Image-grounded pointing data:

# # # # #

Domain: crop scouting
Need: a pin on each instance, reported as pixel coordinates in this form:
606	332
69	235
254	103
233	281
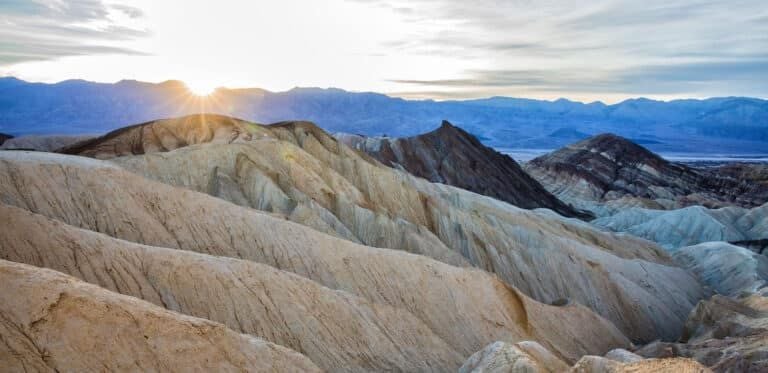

# # # # #

• **Task brief**: Could you retype every record exactly, leaving the pictures out?

• **Response**:
Domain: crop scouting
Need: a pin on each instance, reported as pixel coordinates in this form:
606	332
69	235
254	103
233	281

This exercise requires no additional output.